*The task:*
Please report each line of the data below that contains "wooden".

# # # #

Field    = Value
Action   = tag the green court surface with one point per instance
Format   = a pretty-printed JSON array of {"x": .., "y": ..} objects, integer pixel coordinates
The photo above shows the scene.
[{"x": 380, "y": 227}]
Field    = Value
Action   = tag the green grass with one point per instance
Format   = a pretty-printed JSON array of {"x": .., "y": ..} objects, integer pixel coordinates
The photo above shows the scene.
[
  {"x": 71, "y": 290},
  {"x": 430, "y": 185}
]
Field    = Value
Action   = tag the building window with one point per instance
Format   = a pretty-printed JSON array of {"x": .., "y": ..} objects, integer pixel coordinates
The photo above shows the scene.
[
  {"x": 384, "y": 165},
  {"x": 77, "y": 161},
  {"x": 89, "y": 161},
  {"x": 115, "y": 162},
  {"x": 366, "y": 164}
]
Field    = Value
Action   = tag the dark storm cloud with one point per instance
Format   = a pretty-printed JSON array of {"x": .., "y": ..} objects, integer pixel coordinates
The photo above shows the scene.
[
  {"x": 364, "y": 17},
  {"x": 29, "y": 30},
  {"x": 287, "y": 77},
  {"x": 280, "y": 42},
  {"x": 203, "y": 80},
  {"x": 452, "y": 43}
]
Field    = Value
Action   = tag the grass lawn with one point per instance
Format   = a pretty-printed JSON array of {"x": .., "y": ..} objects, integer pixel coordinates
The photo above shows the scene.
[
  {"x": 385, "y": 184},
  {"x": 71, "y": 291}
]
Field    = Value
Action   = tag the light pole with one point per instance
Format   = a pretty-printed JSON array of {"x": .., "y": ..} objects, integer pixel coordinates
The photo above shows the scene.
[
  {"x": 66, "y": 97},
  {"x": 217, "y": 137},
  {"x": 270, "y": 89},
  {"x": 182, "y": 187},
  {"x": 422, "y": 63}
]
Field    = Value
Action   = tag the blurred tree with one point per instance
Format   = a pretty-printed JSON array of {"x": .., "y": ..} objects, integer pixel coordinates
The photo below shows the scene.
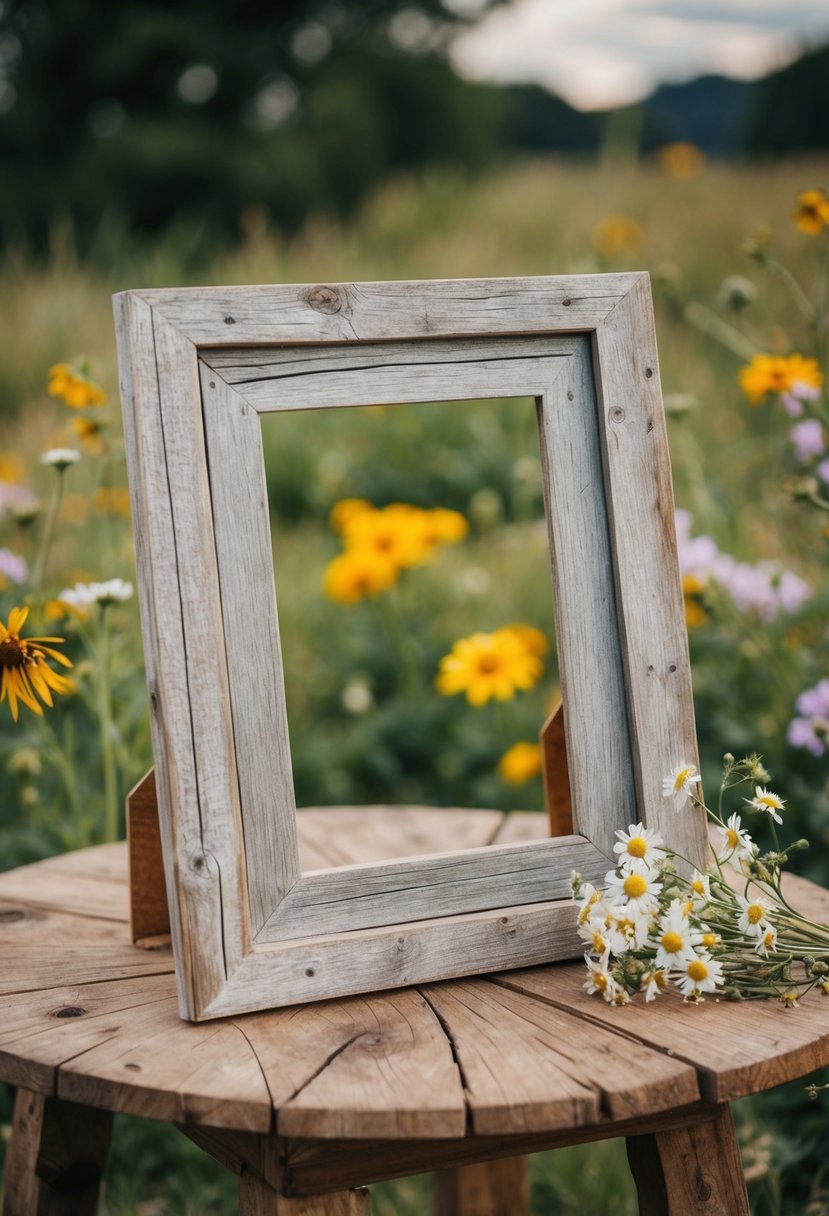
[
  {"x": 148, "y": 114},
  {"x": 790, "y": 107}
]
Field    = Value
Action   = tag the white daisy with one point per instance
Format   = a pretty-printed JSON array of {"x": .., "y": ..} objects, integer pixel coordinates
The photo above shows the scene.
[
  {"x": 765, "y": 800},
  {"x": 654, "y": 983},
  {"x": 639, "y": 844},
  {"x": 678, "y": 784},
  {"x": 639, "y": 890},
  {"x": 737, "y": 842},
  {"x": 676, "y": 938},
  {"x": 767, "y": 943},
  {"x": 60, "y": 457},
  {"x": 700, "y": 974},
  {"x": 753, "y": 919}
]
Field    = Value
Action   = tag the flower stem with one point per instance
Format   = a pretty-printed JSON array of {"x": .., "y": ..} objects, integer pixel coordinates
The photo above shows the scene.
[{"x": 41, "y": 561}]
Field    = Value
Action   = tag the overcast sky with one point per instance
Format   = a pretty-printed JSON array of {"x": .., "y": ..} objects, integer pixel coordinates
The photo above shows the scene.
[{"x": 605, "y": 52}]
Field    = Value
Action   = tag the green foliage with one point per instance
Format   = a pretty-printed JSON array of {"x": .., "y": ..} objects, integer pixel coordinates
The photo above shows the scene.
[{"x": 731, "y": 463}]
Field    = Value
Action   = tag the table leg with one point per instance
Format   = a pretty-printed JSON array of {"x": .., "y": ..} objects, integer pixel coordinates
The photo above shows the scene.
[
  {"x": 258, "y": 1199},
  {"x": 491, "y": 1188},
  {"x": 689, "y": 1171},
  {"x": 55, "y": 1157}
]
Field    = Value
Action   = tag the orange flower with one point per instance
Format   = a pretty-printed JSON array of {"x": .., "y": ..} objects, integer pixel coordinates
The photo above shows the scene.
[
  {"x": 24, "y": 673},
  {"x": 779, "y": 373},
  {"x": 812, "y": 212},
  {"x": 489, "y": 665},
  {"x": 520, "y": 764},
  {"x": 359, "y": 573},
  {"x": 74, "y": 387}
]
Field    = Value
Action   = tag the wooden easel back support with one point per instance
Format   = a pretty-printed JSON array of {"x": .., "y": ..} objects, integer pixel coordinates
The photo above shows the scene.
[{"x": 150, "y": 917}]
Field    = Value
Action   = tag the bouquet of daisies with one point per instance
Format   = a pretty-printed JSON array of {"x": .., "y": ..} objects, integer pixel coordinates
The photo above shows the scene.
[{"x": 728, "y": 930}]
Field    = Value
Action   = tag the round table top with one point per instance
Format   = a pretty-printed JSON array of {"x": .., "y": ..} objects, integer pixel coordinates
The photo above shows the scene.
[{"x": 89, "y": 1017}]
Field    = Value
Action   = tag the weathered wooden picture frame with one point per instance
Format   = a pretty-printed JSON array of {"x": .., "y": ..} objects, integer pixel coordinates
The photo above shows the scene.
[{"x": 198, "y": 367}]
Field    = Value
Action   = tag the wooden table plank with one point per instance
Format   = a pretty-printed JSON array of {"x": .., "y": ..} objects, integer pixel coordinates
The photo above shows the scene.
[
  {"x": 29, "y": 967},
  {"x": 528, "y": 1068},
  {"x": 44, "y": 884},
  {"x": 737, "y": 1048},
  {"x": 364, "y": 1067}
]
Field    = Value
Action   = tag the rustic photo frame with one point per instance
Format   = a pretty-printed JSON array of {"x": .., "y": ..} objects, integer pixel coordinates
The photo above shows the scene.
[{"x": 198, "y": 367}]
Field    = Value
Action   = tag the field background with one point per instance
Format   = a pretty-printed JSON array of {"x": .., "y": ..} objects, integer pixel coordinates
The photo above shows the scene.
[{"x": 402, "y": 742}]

# # # #

*Solution for this task:*
Action   = tag the wooden easel back support with one point per instance
Action   = tag the weathered wooden picture frame with one point per instance
Action   = tag the wooden table plank with one point per instance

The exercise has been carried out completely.